## SHORT PROBLEM 1
Lay out the lines of the records starting at the line containing "Indicate the bicycle" and ending at the line containing "pixel 106 183" as a Markdown table with the columns Row and Line, leaving out any blank lines.
Start PAGE EXCERPT
Method described in claims may include system interface analysis mentioned as a component of interface analysis module 140, with an example definition of the analysis as follows:

• • example of the analysis for this interface:
    • this is a format accessible once information is standardized to object model
    • this involves framing information as a connected network with a boundary defining the system, that has core system operations, structures, & objects
  • structures:
    • structural system objects like connections/boundaries
    • structures applying info system objects like variance/dependencies/equivalencies/efficiencies/incentives/asymmetries (info/risk/time)
  • objects:
    • information objects
    • variance objects like variance injection points (gaps in rule enforcement) & variance sources (problem types, gaps in system boundary allowing variance from other systems to leak in)
    • tradeoffs: options with mutually exclusive contradictory benefits (if you take one option, you have to sacrifice the other), often a false trade-off or dichotomy applied when both are simultaneous options rather than contradictory
    • incentives: a reason to take an action (a benefit or cost)—usually interpreted as default in a system
    • inefficiency: defined as not using a cost-reduction or benefit-increasing method (using extra unnecessary resources, not using a requirement-reduction method, not reusing solutions, etc)
    • opportunity: potential move with a potential benefit, with a limited time component
    • exploit opportunities: opportunity with temporary local (selfish) benefits that allocates cost disproportionately to the system (destroying a system-maintenance concept like ‘trust’ or ‘rule of law’) or other objects in the system, with negative emergent side effects (hoarding resource incentives, requirement for monitoring & rule enforcement investment, misallocation of justice)
End PAGE EXCERPT
Start GIVEN DATA
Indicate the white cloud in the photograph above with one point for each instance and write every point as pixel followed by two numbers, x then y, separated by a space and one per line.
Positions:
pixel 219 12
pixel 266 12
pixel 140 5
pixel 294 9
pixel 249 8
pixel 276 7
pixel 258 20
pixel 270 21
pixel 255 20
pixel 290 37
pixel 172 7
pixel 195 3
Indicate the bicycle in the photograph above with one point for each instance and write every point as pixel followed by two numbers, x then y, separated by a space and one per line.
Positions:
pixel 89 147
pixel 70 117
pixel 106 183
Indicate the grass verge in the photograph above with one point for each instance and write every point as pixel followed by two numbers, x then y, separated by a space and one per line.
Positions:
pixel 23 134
End GIVEN DATA
## SHORT PROBLEM 2
Proceed with the excerpt on system interface analysis, picking up right after its last sentence.

## TASK RESPONSE 1
| Row | Line |
|---|---|
| 1 | Indicate the bicycle in the photograph above with one point for each instance and write every point as pixel followed by two numbers, x then y, separated by a space and one per line. |
| 2 | Positions: |
| 3 | pixel 89 147 |
| 4 | pixel 70 117 |
| 5 | pixel 106 183 |

## TASK RESPONSE 2
    • vertices (factors that generate or influence the system development)
  • functions (optimize, traverse, open/close, apply system filters, reduce dependencies, close variance injection points, enforce rule, identify system objects given their definition, such as a variance gap, map a system layer graph representing combinations, identify/derive system context, find interactions of interaction spaces (which interactions are common across agents, likely given other interactions, etc))
    • function to generate a different object (like a different concept network) by varying attributes:
      • example: if power favored centralization, another core concept like balance would have to favor a chaotic process or not exist at all, or another core concept would need to be added to the network
    • function to predict which system filters will be useful based on a system priority
  • attributes (cohesiveness)
  • concepts: closed system (a system that can exist without other systems), optimized system (a system that generates zero variance, whose inputs/outputs are all connected without side effects)
  • answers questions like:
    • where are the inefficiencies in this system
    • how can this system be optimized
    • are too many assumptions hard-coded in this system
    • is this system capable of a particular function
    • does this system coordinate with other systems in a stable way
    • is this system adjacently exploitable
    • does this system contain more potential (options) than it needs
    • what input/output paths are available that can achieve a particular intent
    • where would this system generate coincidentally similar structures (a query to identify false similarities)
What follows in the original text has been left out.